_Objective:_ Replace every "Localize" in the rows below with "Locate", keeping everything else unchanged.

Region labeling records
***

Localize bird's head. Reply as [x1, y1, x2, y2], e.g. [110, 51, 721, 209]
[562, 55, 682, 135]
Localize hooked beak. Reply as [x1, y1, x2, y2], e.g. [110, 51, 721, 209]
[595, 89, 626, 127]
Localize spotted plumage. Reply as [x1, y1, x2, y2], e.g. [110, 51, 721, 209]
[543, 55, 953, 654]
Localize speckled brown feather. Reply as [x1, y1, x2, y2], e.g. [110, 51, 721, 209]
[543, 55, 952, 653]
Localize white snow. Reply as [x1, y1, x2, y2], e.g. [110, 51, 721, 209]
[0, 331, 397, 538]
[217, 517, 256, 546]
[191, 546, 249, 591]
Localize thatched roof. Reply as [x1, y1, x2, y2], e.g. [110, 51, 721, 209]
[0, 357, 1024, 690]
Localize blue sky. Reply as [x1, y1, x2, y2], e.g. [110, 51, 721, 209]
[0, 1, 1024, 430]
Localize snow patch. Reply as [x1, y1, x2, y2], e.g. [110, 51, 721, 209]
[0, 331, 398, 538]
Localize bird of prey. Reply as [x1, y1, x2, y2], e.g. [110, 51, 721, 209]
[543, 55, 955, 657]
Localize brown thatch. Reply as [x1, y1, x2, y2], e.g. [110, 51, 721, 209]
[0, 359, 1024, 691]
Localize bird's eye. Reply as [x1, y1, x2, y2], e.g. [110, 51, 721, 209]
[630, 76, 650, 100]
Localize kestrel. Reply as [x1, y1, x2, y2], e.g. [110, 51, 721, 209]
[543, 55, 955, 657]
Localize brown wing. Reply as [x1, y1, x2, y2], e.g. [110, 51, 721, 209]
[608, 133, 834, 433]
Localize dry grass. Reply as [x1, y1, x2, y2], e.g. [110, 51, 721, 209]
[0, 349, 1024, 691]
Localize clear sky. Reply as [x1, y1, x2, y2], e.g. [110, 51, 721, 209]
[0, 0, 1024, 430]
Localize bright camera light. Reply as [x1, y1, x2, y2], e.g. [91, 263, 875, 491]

***

_Solution to the exercise:_
Locate bird's head. Reply as [x1, y1, x2, y2], e.g. [110, 51, 721, 209]
[562, 55, 682, 135]
Locate hooked beak. Reply as [x1, y1, x2, y2], e.g. [110, 51, 721, 209]
[595, 89, 626, 127]
Locate spotted plumage. Reply as [x1, y1, x2, y2], e.g. [110, 51, 721, 209]
[543, 55, 953, 654]
Locate speckled brown feather. Reply as [x1, y1, x2, y2], e.g. [110, 51, 721, 209]
[543, 55, 952, 653]
Locate white snow. Reply as [x1, y1, x2, y2], e.g. [110, 51, 721, 209]
[0, 331, 397, 538]
[217, 517, 256, 546]
[191, 546, 249, 591]
Locate thatched roof. Reply as [x1, y1, x2, y2], e.g. [110, 51, 721, 209]
[0, 357, 1024, 690]
Locate blue sky. Reply as [x1, y1, x2, y2], e.g. [110, 51, 721, 209]
[0, 1, 1024, 430]
Locate snow patch. Reply as [x1, y1, x2, y2], e.g. [110, 51, 721, 209]
[0, 331, 398, 538]
Locate bird of prey. Reply as [x1, y1, x2, y2], e.g. [110, 51, 721, 209]
[543, 55, 955, 657]
Locate brown thatch. Reply as [x1, y1, x2, y2], e.g. [110, 51, 721, 209]
[0, 359, 1024, 691]
Locate bird's eye. Reply as [x1, y1, x2, y2], e.g. [110, 51, 721, 209]
[630, 76, 650, 100]
Locate kestrel. Reply as [x1, y1, x2, y2], e.g. [110, 51, 721, 209]
[543, 55, 955, 657]
Locate brown wing. Reply as [x1, y1, x2, y2], e.g. [110, 51, 721, 209]
[608, 133, 834, 433]
Locate dry grass. Reply as [x1, y1, x2, y2], e.g. [110, 51, 721, 209]
[0, 349, 1024, 691]
Locate clear sky. Reply as [x1, y1, x2, y2], e.g. [110, 51, 721, 209]
[0, 0, 1024, 430]
Locate bright camera light. Reply as [x1, y1, x2, y2], e.g. [91, 263, 875, 491]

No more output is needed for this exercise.